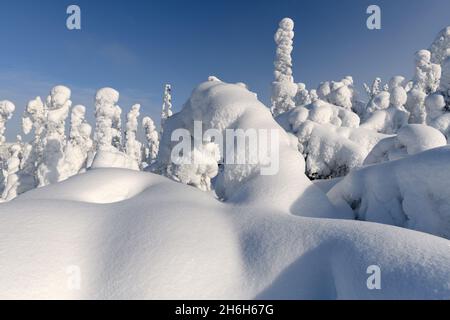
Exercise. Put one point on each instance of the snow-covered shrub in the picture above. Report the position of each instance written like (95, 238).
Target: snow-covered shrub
(412, 192)
(388, 120)
(6, 111)
(444, 88)
(51, 167)
(197, 167)
(222, 106)
(132, 145)
(166, 110)
(152, 141)
(374, 89)
(113, 158)
(438, 116)
(410, 139)
(107, 116)
(302, 98)
(283, 88)
(16, 179)
(79, 144)
(415, 104)
(340, 93)
(329, 138)
(427, 74)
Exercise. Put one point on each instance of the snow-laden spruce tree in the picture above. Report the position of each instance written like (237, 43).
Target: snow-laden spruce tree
(152, 142)
(374, 89)
(132, 145)
(51, 168)
(197, 167)
(302, 97)
(6, 111)
(427, 74)
(166, 110)
(283, 88)
(107, 120)
(10, 169)
(444, 87)
(79, 144)
(440, 47)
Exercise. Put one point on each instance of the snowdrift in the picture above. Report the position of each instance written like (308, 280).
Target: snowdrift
(412, 192)
(136, 235)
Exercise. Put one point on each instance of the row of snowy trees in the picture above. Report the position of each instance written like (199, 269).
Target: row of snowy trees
(337, 130)
(51, 156)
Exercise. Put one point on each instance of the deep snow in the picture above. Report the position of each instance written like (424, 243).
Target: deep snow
(139, 235)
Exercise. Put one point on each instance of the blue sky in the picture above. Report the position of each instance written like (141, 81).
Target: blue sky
(136, 46)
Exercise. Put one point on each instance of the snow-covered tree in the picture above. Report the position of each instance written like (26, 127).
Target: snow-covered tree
(166, 110)
(302, 98)
(444, 88)
(198, 167)
(374, 89)
(427, 74)
(340, 93)
(107, 117)
(132, 145)
(283, 88)
(50, 169)
(11, 168)
(6, 111)
(152, 146)
(440, 48)
(79, 144)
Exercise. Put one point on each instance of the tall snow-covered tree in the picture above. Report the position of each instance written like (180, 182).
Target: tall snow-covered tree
(6, 111)
(50, 169)
(79, 144)
(132, 145)
(166, 110)
(107, 120)
(283, 87)
(427, 74)
(152, 146)
(440, 48)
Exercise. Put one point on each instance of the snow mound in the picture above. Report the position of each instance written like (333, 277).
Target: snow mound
(410, 192)
(224, 106)
(411, 139)
(171, 241)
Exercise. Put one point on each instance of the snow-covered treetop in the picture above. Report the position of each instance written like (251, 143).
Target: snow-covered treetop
(284, 40)
(440, 48)
(106, 96)
(59, 97)
(6, 111)
(166, 111)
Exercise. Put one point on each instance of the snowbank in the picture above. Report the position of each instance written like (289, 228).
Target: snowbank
(411, 139)
(223, 106)
(412, 192)
(165, 240)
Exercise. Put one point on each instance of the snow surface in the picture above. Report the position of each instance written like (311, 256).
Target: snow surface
(410, 192)
(131, 240)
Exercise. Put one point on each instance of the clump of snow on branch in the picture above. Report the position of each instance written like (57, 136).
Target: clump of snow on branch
(51, 168)
(132, 145)
(166, 110)
(152, 141)
(6, 111)
(79, 144)
(284, 89)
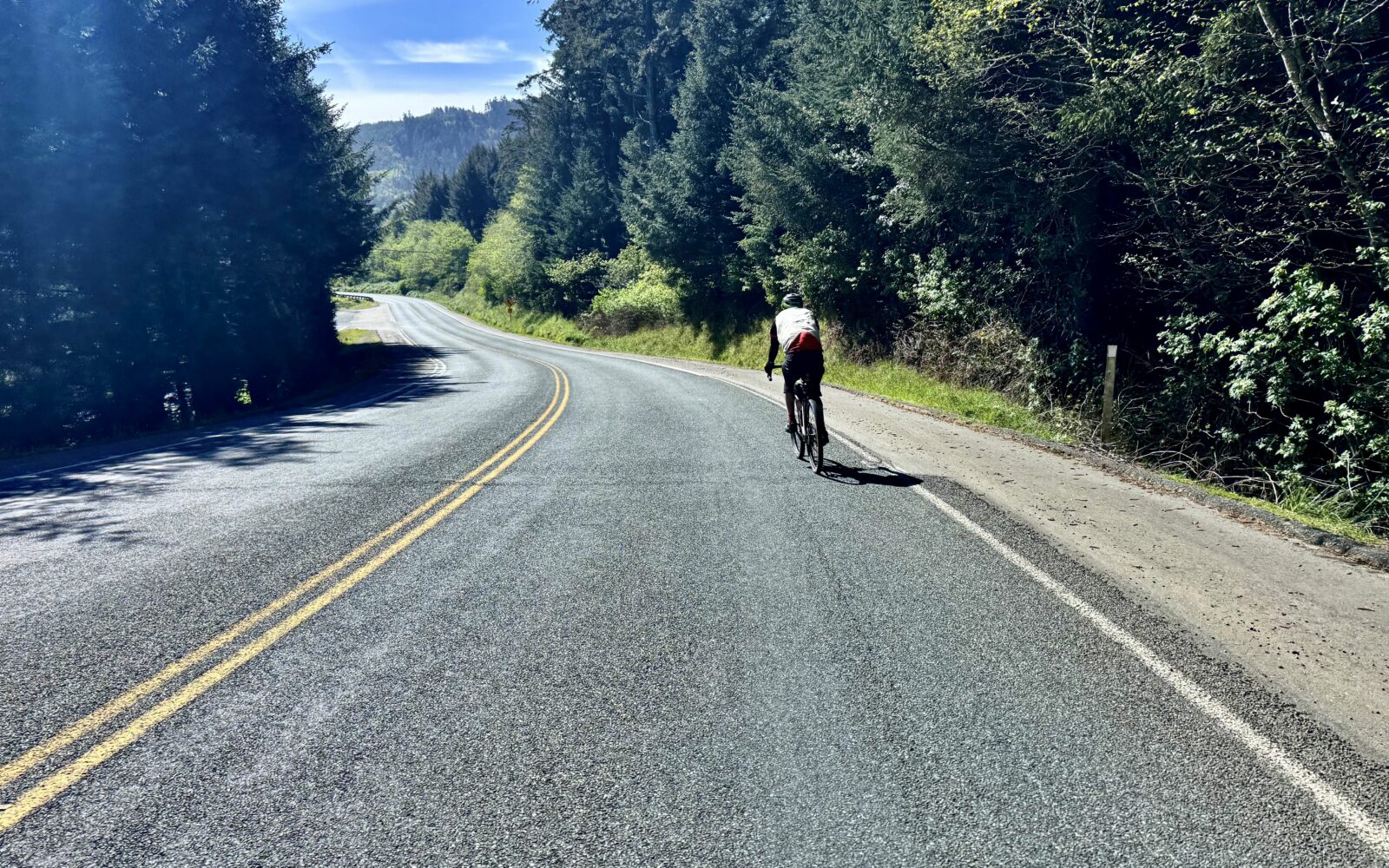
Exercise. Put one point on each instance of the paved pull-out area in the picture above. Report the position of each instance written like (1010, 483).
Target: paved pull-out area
(532, 606)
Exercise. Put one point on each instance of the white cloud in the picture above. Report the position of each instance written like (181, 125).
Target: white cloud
(365, 106)
(470, 52)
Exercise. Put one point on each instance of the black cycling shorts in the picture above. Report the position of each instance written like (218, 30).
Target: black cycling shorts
(807, 365)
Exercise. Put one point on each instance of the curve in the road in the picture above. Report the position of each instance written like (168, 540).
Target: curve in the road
(399, 535)
(1356, 819)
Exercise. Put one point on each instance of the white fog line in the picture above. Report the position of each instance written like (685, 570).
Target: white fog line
(1370, 830)
(1367, 828)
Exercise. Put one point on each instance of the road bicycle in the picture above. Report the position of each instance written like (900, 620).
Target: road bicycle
(809, 432)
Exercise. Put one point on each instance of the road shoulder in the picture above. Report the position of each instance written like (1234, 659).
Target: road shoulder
(1310, 627)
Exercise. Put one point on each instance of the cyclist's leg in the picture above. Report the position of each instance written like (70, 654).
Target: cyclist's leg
(791, 372)
(813, 372)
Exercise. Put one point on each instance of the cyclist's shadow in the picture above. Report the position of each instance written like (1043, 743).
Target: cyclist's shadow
(872, 476)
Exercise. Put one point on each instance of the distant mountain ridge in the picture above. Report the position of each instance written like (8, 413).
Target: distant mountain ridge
(434, 142)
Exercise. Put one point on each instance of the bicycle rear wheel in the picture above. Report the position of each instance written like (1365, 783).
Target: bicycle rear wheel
(799, 430)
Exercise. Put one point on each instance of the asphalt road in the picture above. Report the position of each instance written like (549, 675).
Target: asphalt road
(642, 635)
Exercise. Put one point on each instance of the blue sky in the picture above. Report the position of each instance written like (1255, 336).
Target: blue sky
(396, 56)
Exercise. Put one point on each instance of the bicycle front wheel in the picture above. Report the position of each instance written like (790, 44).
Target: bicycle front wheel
(816, 435)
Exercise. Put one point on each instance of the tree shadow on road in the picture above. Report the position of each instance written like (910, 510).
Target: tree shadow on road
(78, 495)
(875, 476)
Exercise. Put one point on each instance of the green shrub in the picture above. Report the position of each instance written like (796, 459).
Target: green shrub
(504, 267)
(649, 302)
(423, 257)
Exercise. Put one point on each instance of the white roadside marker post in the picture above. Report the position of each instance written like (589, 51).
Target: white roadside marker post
(1108, 413)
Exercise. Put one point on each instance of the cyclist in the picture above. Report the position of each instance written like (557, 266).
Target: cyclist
(796, 331)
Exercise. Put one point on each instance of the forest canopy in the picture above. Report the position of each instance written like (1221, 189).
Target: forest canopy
(175, 194)
(992, 191)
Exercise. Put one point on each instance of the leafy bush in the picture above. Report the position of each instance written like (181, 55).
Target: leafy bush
(504, 264)
(424, 257)
(1302, 392)
(576, 281)
(652, 300)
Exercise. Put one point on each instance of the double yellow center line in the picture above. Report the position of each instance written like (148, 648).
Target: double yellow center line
(375, 552)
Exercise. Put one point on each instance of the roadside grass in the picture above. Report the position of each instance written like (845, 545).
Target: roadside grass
(358, 337)
(344, 303)
(1298, 504)
(884, 379)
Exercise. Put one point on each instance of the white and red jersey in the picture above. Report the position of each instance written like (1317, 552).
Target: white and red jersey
(796, 330)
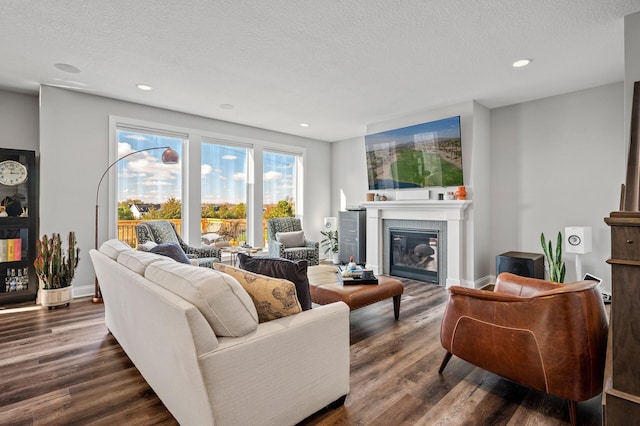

§ Exercise objective
Put every line of the records above into a numbered list, leaving out blank lines and the pictures.

§ Problem solution
1. Exercise. Put one point on each instance of the snow-covered shrub in the picture above. Report the position of each instance written like (95, 238).
2. Target: snow-covered shrub
3. (412, 192)
4. (388, 120)
5. (6, 111)
6. (444, 88)
7. (51, 167)
8. (197, 167)
9. (222, 106)
10. (132, 145)
11. (166, 110)
12. (152, 141)
13. (374, 89)
14. (113, 158)
15. (438, 116)
16. (410, 139)
17. (107, 116)
18. (302, 98)
19. (283, 88)
20. (16, 179)
21. (79, 144)
22. (415, 104)
23. (340, 93)
24. (329, 138)
25. (427, 74)
26. Exercise. Put one point on each instance of the snow-laden spruce tree in the picture above. Report the position of each instance written like (237, 43).
27. Target: snow-laden spruce tree
28. (152, 142)
29. (374, 89)
30. (132, 145)
31. (51, 168)
32. (197, 167)
33. (302, 97)
34. (6, 111)
35. (427, 74)
36. (166, 110)
37. (283, 88)
38. (107, 120)
39. (10, 169)
40. (444, 87)
41. (79, 144)
42. (440, 47)
43. Exercise. Put one point on each instance of the snowdrift in the picture above. Report the position of each instance written like (308, 280).
44. Target: snowdrift
45. (412, 192)
46. (136, 235)
47. Exercise. Put one point on each instance of the row of snowy trees in the picture above. Report the position of each instance written like (199, 269).
48. Target: row of snowy trees
49. (337, 130)
50. (51, 156)
51. Exercise. Put one point on each instance of the deep snow in the picture above. Report the position of each instance written like (424, 243).
52. Target: deep snow
53. (139, 235)
54. Exercise. Put one point on each instance of the blue sky in the picture above. Report the position of each instance written like (141, 81).
55. Target: blue sky
56. (136, 46)
57. Exercise. Put one point on each instance of the snow-covered tree in the picture above. Report the position of each instance written like (26, 127).
58. Target: snow-covered tree
59. (166, 110)
60. (302, 98)
61. (444, 88)
62. (198, 167)
63. (374, 89)
64. (427, 74)
65. (340, 93)
66. (107, 117)
67. (132, 145)
68. (283, 88)
69. (50, 169)
70. (11, 168)
71. (6, 111)
72. (152, 146)
73. (440, 48)
74. (79, 144)
75. Exercise. Put one point on each instance of the tall snow-covered tree in the picture above. Report the position of each instance written like (180, 182).
76. Target: tall snow-covered tree
77. (6, 111)
78. (50, 169)
79. (79, 144)
80. (132, 145)
81. (166, 110)
82. (107, 120)
83. (283, 87)
84. (427, 74)
85. (152, 146)
86. (440, 48)
87. Exercise. Put one point on each instance of the snow mound in the picture above. Report the position of each instance written like (333, 277).
88. Target: snow mound
89. (410, 192)
90. (224, 106)
91. (411, 139)
92. (171, 241)
93. Exercise. Put one point on each instance of the snow-covered treetop in the picture above. Report the position of each instance written like (251, 143).
94. Target: snow-covered treetop
95. (284, 40)
96. (440, 48)
97. (106, 96)
98. (59, 97)
99. (6, 111)
100. (166, 111)
101. Exercise. Put one point on each instance of the snowbank in the picture above. Report the position of each instance written like (289, 228).
102. Target: snowbank
103. (411, 139)
104. (223, 106)
105. (412, 192)
106. (165, 240)
107. Exercise. Put one point on each instance of the snow surface in the picture above. Report the position of each instance written like (311, 256).
108. Target: snow surface
109. (410, 192)
110. (131, 240)
111. Exercise. Put one point on each instance of the clump of snow on branch in the picture above. Report the position of each instance written like (57, 136).
112. Target: clump of snow on branch
113. (51, 168)
114. (132, 145)
115. (166, 110)
116. (152, 141)
117. (6, 111)
118. (79, 144)
119. (284, 89)
120. Exercise. Put one point on each instance of the paved pull-out area in the picture above. Report the position of each instance written like (1010, 483).
121. Target: paved pull-out area
122. (532, 606)
123. Exercise. Put one point on each instance of the white cloud in the picture above. Report the position of each instance written like (181, 125).
124. Target: white cloud
125. (365, 106)
126. (470, 52)
127. Exercise. Put one point on each instance of the black cycling shorts in the picture above. Report the position of each instance written like (218, 30).
128. Target: black cycling shorts
129. (807, 365)
130. Exercise. Put one point on each instance of the curve in the road in the picture above. Report the position of each instance written like (168, 540).
131. Target: curve in the road
132. (399, 535)
133. (1356, 819)
134. Exercise. Put one point on each instance of the white fog line in the picture above. Report the position of each instance written like (685, 570).
135. Target: white fog line
136. (1370, 830)
137. (1367, 828)
138. Exercise. Put one point on each instance of the road bicycle in the picture above. Report the position of each instance written like (900, 620).
139. Target: road bicycle
140. (809, 432)
141. Exercise. Put one point on each instance of the road shoulder in the picture above. Report the position of each instance written like (1234, 659).
142. Target: road shoulder
143. (1310, 627)
144. Exercise. Put one point on each instance of the cyclist's leg in the picture above. Report the position of each instance written like (70, 654).
145. Target: cyclist's leg
146. (791, 372)
147. (813, 372)
148. Exercise. Put one point on each instance of the cyclist's shadow in the picture above. Report the position of each instance written like (1043, 743).
149. Target: cyclist's shadow
150. (872, 476)
151. Exercise. Put one point on each instance of the distant mountain ridge in the picture above. Report the position of each instance written like (8, 413).
152. Target: distant mountain ridge
153. (434, 142)
154. Exercise. Put one point on each instance of the bicycle rear wheel in the picture above. Report the position of each instance written like (1365, 783).
155. Target: bicycle rear wheel
156. (799, 430)
157. Exercise. Put one point on each instance of the asphalt road in the picture above. Report the position of each instance written like (549, 675).
158. Target: asphalt road
159. (642, 635)
160. Exercise. Put one point on each instance of the blue sky in the picture above. Report the position of each instance written like (1255, 336).
161. Target: blue sky
162. (396, 56)
163. Exercise. Put one point on each instance of the bicycle front wheel in the picture above. Report the position of each instance written like (790, 44).
164. Target: bicycle front wheel
165. (816, 435)
166. Exercise. Put one point on each instance of the tree shadow on road in the picture above. Report the position of each instance written like (910, 510).
167. Target: tree shadow on road
168. (78, 495)
169. (875, 476)
170. Exercise. Put one point on each instance of the green shrub in the picture above. Report the position of each instance written like (796, 459).
171. Target: green shrub
172. (504, 267)
173. (649, 302)
174. (423, 257)
175. Exercise. Put one point on each instance of the white roadside marker post in the picture above. Report the position of each instance written like (589, 51).
176. Target: white roadside marker post
177. (1108, 413)
178. Exercise. Put one point on each instance of the cyclist in the picture above. Report the position of each instance written like (557, 266).
179. Target: cyclist
180. (796, 331)
181. Exercise. Put one point on each instance of the forest canopy in the picture above. Report the position of each instance written like (1221, 189).
182. Target: forest canopy
183. (175, 194)
184. (992, 191)
185. Exercise. Put one point on each instance of the leafy bush in the picture above. Report the position of each instance written like (181, 55).
186. Target: leafy bush
187. (504, 264)
188. (424, 257)
189. (1302, 392)
190. (576, 281)
191. (652, 300)
192. Exercise. Put one point on each instance of the double yellow center line in the picture above. Report the position of each instance written like (148, 648).
193. Target: double yellow center line
194. (375, 552)
195. Exercise. Put one point on each instance of the roadside grass in the picture above. Report the position of each instance written like (845, 545).
196. Target: roadside grass
197. (358, 337)
198. (344, 303)
199. (1298, 504)
200. (884, 379)
201. Exercise. Put one point on each instance of the white and red jersey in the picture above. Report the position of each instance written like (1317, 552).
202. Target: white and red jersey
203. (796, 330)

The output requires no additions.